→ Приведённый текст:
——

Новые впечатления, конечно, не стерли из его памяти увиденные на поле битвы страшные картины, но на время затушевали их. За Лейпцигское сражение Батюшков был представлен к ордену Святой Анны второй степени.

IV

«Скажу вам просто: я в Париже!»

Поход русской армии продолжался, конечной целью его был Париж. Преодолевая яростное сопротивление французов, которые, по выражению Батюшкова, «дрались, как львы», русские части миновали парижские предместья и с тяжелыми боями вошли в столицу Франции. «Чувство, с которым победители въезжали в Париж, неизъяснимо»[285], – писал Батюшков. С одной стороны, это было, конечно, торжество победителей: Москва отомщена, потери армии и страдания народа оплачены, Наполеон низвергнут, его столица лежит у ног русского императора, которого парижане приветствуют как избавителя. В первый же день своего пребывания в Париже Батюшков стал свидетелем знаменитого эпизода, когда горожане, забравшись на Вандомскую колонну, с криками «Долой тирана!» пытались сбросить сверху фигуру Наполеона. Как тут не радоваться русскому сердцу, еще недавно обливавшемуся кровью при виде сожженной и разоренной Москвы! Но, с другой стороны, каждое французское название, каждое французское имя этому русскому сердцу говорило ничуть не меньше: замок Сирей, где остановился корпус Батюшкова, принадлежал маркизе дю Шатле и был отмечен пребыванием в нем Вольтера, деревню Романвиль упоминал в своих произведениях Делиль, и вот перед взором завоевателей открывается сам Париж: высоты Монмартра, башни Нотр-Дама, Тюильри, Триумфальные врата, Лувр, Елисейские Поля… Батюшков, уже расписавшийся в своем разочаровании во всем французском, словно спохватывается: «Признаюсь, сердце затрепетало от радости! Сколько воспоминаний!»[286] И французский язык оказывается не просто языком побежденных, но почти родным, когда парижанин, схватив за стремя коня Батюшкова, с восторгом кричит ему: «Mais, monsieur, on vous prendrait pour un Français. <…> C’est que vous n’avez pas d’accent[287]»[288].

Батюшков оказался в Париже в конце марта 1814 года и провел здесь почти два месяца. Подробный отчет о своих впечатлениях от парижской жизни он изложил в письме Д. В. Дашкову. Дашков был хорошим приятелем Батюшкова, но не близким другом, а потому личные переживания и детальные перипетии похода в письмо не попали. Батюшков рассказывал Дашкову о литературных и художественных впечатлениях, полученных им в Париже: «Бродить по бульвару, обедать у Beauvilliers, посещать театр, удивляться искусству, необыкновенному искусству Тальмы, смеяться во все горло проказам Брюнета, стоять в изумлении перед Аполлоном Бельведерским, перед картинами Рафаеля, в великолепной галерее Музеума, зевать на площади Людовика XV или на Новом мосту, на поприще народных дурачеств, гулять в великолепном саду Тюльери, в Ботаническом саду или в окрестностях Парижа, среди необозримой толпы парижских граждан, жриц Венериных, старых роялистов, республиканцев, бонапартистов и проч., и пр., и пр., теперь мы все это делаем и делать можем, ибо мы отдохнули и телом и душою»[289]. Батюшков прав – только успокоившись от ощущения победы и отдохнув душою, он мог теперь посещать заветные парижские места, одно упоминание которых с юности вызывало в его воображении целые ряды ассоциаций. В разговоре с Дашковым сразу же всплывают забытые в пылу сражений петербургские события, в ироническом контексте воскресают имена членов «Беседы любителей русского слова», Батюшков подробно описывает свое посещение Французской Академии, где ему привелось присутствовать на торжественном заседании. Он прослушал приветственные речи и прочитанный одним из молодых профессоров доклад «О пользе и невыгодах критики» и сделал выводы самые нелестные в адрес… Бонапарта. «Правление должно лелеять и баловать муз: иначе они будут бесплодны. Следуя обыкновенному течению вещей, я думаю, что век славы для французской словесности прошел и вряд ли может когда-нибудь воротиться»[290].

——

→ Исходные строки:
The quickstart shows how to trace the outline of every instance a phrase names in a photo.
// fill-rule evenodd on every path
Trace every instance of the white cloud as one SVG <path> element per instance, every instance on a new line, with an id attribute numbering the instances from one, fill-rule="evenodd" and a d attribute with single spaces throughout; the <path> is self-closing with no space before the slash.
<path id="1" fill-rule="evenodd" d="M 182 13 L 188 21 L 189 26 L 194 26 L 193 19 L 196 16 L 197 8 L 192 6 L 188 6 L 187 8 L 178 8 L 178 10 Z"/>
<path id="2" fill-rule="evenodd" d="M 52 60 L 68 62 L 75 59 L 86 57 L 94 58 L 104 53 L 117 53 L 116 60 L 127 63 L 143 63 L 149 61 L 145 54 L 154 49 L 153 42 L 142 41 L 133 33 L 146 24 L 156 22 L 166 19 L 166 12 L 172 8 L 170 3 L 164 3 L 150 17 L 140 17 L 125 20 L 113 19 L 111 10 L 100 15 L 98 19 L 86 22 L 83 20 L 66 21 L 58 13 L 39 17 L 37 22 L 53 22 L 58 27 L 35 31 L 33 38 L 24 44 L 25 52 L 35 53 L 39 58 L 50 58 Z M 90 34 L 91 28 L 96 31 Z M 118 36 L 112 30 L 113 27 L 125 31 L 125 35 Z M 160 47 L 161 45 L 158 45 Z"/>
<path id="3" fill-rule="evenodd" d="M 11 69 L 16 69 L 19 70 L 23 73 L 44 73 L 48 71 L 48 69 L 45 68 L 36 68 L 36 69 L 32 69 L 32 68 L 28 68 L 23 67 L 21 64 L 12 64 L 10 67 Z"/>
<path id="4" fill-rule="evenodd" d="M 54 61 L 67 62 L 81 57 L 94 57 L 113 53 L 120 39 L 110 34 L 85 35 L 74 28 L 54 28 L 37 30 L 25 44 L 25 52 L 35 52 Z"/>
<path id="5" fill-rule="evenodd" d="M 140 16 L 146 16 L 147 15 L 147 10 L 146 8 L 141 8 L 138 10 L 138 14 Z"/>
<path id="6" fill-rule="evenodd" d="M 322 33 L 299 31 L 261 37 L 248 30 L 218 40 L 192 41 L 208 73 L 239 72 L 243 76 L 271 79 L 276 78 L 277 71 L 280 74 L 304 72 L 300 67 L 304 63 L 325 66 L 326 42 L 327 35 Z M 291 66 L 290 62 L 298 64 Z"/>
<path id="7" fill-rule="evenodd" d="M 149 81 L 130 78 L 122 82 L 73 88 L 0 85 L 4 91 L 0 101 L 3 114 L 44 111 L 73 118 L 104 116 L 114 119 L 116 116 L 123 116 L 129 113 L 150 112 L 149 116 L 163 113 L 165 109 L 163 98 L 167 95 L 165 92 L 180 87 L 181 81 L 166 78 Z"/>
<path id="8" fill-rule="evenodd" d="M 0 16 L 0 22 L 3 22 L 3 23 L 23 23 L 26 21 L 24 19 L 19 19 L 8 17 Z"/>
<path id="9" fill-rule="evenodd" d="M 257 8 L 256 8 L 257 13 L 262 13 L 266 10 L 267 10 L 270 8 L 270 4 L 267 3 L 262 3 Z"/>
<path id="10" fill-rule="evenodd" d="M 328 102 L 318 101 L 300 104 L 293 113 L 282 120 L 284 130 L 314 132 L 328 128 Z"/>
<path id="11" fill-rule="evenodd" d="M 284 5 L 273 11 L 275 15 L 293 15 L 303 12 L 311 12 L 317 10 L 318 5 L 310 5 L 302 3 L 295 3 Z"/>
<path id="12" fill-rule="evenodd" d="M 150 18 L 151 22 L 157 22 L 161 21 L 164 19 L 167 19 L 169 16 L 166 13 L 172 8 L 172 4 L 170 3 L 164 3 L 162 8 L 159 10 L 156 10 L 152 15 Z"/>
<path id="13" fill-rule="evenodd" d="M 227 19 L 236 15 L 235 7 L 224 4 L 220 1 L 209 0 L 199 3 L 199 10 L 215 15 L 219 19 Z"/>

——

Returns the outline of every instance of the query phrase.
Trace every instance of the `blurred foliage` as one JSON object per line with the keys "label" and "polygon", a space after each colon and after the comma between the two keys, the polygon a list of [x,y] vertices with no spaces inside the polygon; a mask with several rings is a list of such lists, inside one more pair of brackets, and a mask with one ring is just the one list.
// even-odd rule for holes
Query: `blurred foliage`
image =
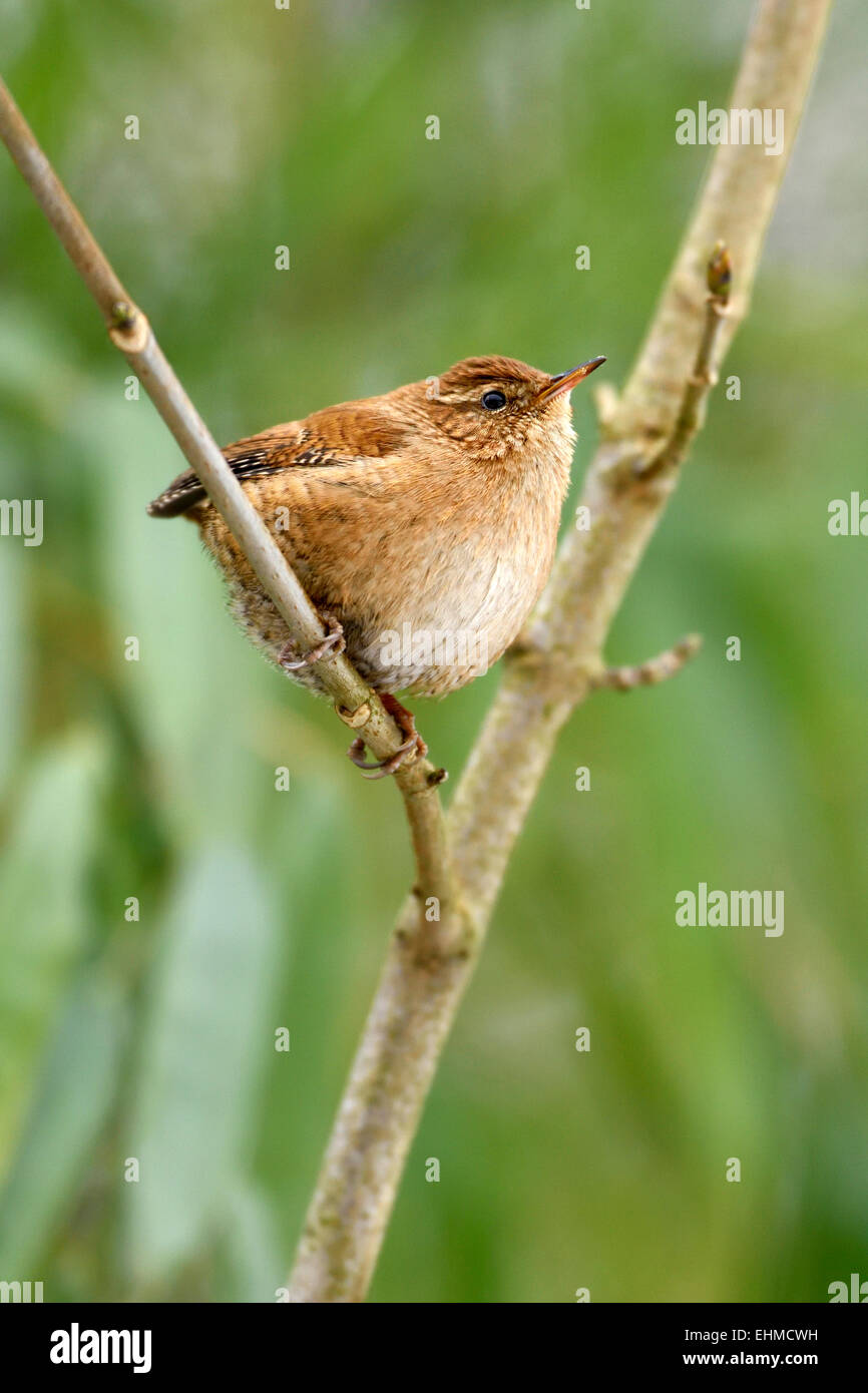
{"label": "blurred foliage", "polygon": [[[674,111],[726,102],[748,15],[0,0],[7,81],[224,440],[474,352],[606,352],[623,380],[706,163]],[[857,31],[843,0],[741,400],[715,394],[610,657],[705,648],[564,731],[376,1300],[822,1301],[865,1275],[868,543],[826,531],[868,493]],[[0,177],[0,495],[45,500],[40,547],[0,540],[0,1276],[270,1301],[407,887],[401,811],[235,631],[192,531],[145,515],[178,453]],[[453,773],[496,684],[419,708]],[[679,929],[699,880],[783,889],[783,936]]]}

——

→ Задания:
A. За какое сражение, согласно тексту о Батюшкове, он был представлен к ордену Святой Анны второй степени?
B. Перепишите фрагмент текста о Батюшкове, начиная со слов «Новые впечатления, конечно, не» и заканчивая словами «Анны второй степени.», заменив «Лейпцигское» на «Бородинское».

→ Ответы по заданиям:
A. За Лейпцигское сражение.

B.
Новые впечатления, конечно, не стерли из его памяти увиденные на поле битвы страшные картины, но на время затушевали их. За Бородинское сражение Батюшков был представлен к ордену Святой Анны второй степени.